◆ Assignment ◆
Report each line of the entries below that includes "blue".

◆ Record set ◆
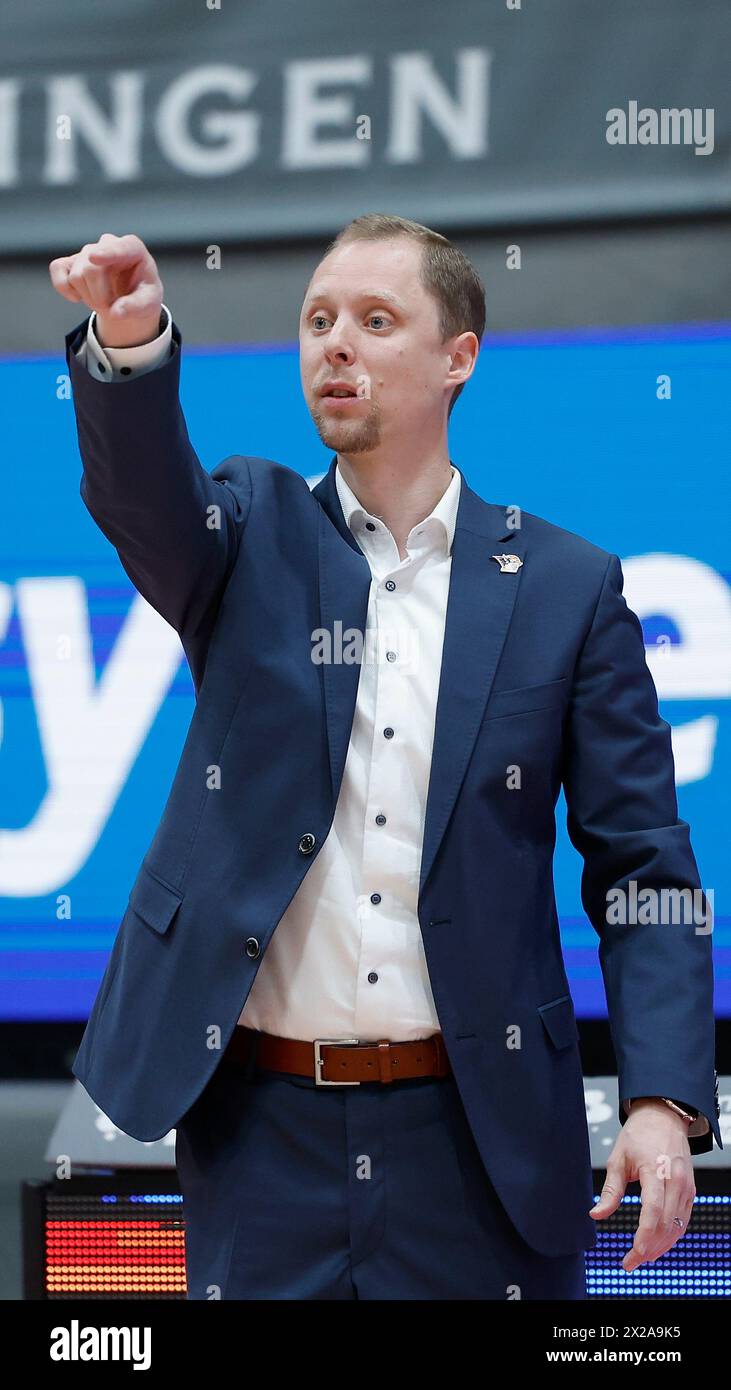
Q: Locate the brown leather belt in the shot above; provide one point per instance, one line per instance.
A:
(341, 1061)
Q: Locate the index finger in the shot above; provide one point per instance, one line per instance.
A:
(125, 252)
(59, 273)
(649, 1230)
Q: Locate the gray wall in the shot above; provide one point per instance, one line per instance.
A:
(592, 275)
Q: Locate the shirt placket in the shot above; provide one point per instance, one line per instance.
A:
(382, 818)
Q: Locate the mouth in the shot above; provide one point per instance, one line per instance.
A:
(339, 402)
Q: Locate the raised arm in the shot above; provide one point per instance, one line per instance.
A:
(175, 527)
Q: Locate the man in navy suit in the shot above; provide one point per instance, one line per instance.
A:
(339, 973)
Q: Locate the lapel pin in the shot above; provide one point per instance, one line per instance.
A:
(509, 563)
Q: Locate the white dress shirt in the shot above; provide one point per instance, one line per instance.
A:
(346, 958)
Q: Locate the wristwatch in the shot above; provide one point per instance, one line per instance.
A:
(688, 1112)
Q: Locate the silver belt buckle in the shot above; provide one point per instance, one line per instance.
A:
(320, 1061)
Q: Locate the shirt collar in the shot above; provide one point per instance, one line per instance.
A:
(445, 512)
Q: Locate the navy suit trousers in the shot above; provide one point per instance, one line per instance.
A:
(299, 1191)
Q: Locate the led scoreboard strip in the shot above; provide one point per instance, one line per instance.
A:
(122, 1237)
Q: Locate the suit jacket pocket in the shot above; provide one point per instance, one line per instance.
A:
(526, 698)
(559, 1020)
(153, 900)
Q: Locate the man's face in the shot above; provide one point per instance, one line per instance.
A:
(368, 323)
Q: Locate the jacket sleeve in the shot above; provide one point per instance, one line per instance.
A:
(175, 527)
(655, 948)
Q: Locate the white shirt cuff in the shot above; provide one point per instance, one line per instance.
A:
(122, 363)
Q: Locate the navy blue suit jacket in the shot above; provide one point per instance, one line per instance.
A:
(544, 669)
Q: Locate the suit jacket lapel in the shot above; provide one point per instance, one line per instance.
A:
(480, 606)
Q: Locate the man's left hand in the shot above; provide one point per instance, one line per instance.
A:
(652, 1148)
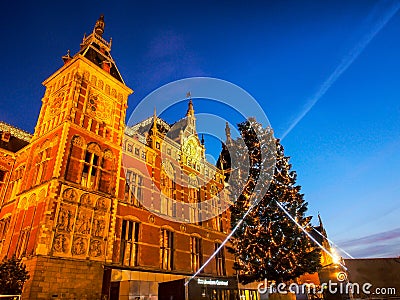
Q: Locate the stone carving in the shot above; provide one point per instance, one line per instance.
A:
(95, 248)
(65, 220)
(86, 200)
(83, 223)
(79, 246)
(102, 204)
(98, 227)
(70, 195)
(60, 243)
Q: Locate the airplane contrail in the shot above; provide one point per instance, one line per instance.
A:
(344, 65)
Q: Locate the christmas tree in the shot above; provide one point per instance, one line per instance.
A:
(13, 275)
(267, 244)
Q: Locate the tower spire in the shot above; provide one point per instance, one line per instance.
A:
(190, 111)
(154, 121)
(99, 26)
(227, 132)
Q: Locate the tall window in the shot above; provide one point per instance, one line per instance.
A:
(41, 165)
(220, 260)
(4, 224)
(196, 253)
(90, 170)
(166, 249)
(107, 169)
(22, 242)
(133, 188)
(168, 195)
(129, 243)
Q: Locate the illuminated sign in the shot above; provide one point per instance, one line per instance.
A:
(212, 282)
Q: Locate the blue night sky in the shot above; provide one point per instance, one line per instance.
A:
(326, 73)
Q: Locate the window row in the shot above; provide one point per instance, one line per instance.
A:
(89, 166)
(129, 249)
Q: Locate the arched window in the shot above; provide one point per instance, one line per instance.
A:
(133, 187)
(107, 172)
(167, 249)
(196, 253)
(73, 172)
(91, 166)
(42, 161)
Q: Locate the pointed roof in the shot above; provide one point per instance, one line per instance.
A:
(96, 49)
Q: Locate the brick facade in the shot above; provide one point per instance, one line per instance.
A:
(68, 208)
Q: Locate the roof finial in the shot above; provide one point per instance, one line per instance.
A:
(155, 121)
(99, 26)
(190, 111)
(66, 58)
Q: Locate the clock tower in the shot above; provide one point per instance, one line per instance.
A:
(73, 173)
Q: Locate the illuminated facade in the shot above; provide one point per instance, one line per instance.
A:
(74, 195)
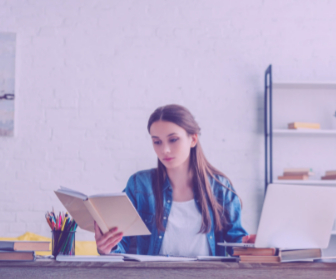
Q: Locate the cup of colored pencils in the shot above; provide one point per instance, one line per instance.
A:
(63, 230)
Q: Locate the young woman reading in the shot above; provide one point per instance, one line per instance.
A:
(187, 204)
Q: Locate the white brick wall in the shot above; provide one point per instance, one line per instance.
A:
(89, 74)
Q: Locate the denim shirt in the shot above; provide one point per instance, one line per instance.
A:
(139, 191)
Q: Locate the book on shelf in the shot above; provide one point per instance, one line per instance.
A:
(330, 172)
(108, 210)
(17, 255)
(298, 173)
(298, 125)
(293, 177)
(248, 251)
(329, 177)
(298, 170)
(284, 256)
(25, 245)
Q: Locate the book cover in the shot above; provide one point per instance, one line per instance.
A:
(241, 251)
(17, 255)
(259, 259)
(288, 255)
(25, 245)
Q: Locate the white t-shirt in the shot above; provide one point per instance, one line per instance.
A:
(181, 237)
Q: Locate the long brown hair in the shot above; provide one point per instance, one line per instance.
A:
(200, 167)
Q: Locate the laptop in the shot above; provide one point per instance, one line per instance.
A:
(295, 217)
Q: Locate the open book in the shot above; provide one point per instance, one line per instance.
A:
(108, 210)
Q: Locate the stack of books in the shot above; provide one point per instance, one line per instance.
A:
(302, 125)
(21, 250)
(330, 175)
(273, 255)
(296, 174)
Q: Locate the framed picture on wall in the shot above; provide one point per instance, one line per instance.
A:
(7, 82)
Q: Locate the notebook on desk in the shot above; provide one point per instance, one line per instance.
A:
(295, 217)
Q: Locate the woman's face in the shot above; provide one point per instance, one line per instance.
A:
(171, 143)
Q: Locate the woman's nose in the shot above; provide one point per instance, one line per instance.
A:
(166, 149)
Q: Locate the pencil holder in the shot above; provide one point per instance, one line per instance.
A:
(63, 242)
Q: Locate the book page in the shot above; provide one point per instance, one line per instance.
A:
(148, 258)
(72, 193)
(118, 211)
(107, 195)
(75, 206)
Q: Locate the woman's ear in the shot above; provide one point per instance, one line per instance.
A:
(194, 139)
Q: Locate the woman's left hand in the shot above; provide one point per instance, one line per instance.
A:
(249, 238)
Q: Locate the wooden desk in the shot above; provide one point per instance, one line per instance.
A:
(53, 269)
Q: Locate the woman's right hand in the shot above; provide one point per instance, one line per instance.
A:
(105, 242)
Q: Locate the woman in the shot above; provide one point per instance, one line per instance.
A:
(187, 204)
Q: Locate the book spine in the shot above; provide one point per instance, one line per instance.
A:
(95, 215)
(297, 173)
(329, 177)
(302, 177)
(298, 170)
(304, 125)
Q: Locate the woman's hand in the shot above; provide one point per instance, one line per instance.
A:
(249, 238)
(105, 242)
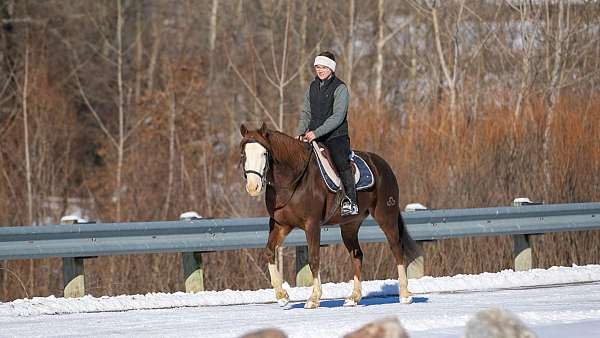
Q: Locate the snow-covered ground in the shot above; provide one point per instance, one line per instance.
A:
(558, 302)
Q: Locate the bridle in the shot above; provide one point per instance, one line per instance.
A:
(262, 176)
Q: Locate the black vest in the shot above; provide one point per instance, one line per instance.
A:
(321, 106)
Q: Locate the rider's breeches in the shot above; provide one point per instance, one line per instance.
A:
(339, 149)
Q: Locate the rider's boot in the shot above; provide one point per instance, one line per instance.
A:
(349, 204)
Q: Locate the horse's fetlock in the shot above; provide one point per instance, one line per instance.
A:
(281, 294)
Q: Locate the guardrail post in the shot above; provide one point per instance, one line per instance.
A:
(416, 268)
(521, 247)
(303, 273)
(73, 272)
(193, 269)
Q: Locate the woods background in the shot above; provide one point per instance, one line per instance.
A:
(130, 110)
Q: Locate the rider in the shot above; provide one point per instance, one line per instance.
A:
(324, 118)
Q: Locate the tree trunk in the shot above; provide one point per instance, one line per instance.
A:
(26, 136)
(379, 47)
(350, 47)
(551, 99)
(120, 149)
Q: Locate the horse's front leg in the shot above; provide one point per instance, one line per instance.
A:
(277, 234)
(313, 238)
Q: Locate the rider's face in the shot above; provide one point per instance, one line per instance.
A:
(322, 72)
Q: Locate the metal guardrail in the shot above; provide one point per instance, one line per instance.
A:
(101, 239)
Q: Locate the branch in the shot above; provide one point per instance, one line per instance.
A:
(95, 114)
(256, 98)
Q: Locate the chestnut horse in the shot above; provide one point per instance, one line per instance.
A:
(296, 196)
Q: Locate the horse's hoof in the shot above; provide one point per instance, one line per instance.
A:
(283, 301)
(350, 302)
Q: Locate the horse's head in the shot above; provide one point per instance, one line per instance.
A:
(255, 148)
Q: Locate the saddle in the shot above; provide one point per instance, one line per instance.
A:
(363, 176)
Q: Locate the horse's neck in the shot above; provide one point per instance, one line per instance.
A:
(289, 157)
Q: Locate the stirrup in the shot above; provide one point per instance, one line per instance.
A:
(348, 208)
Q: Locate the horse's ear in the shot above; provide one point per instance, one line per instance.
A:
(263, 129)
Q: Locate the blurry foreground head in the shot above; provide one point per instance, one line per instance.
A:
(497, 323)
(384, 328)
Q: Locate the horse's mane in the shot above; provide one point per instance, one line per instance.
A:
(287, 149)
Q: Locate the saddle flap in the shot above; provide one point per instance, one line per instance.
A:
(363, 176)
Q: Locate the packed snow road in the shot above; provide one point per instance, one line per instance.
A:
(442, 307)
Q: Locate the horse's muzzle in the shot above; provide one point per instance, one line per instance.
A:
(254, 186)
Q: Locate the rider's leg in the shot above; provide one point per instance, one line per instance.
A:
(339, 148)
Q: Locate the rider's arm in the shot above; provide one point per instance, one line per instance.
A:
(340, 109)
(304, 114)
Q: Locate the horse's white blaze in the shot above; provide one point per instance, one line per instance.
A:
(256, 160)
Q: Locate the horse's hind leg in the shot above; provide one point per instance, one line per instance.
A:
(277, 234)
(350, 238)
(313, 239)
(387, 218)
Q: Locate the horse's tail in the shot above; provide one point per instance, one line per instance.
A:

◆ Solution to this task ◆
Q: Locate the navy blue suit jacket in the shot above; provide one point per instance, one line per instance.
Q: Locate the blue night sky in the shot above; provide one point per instance, one line per instance.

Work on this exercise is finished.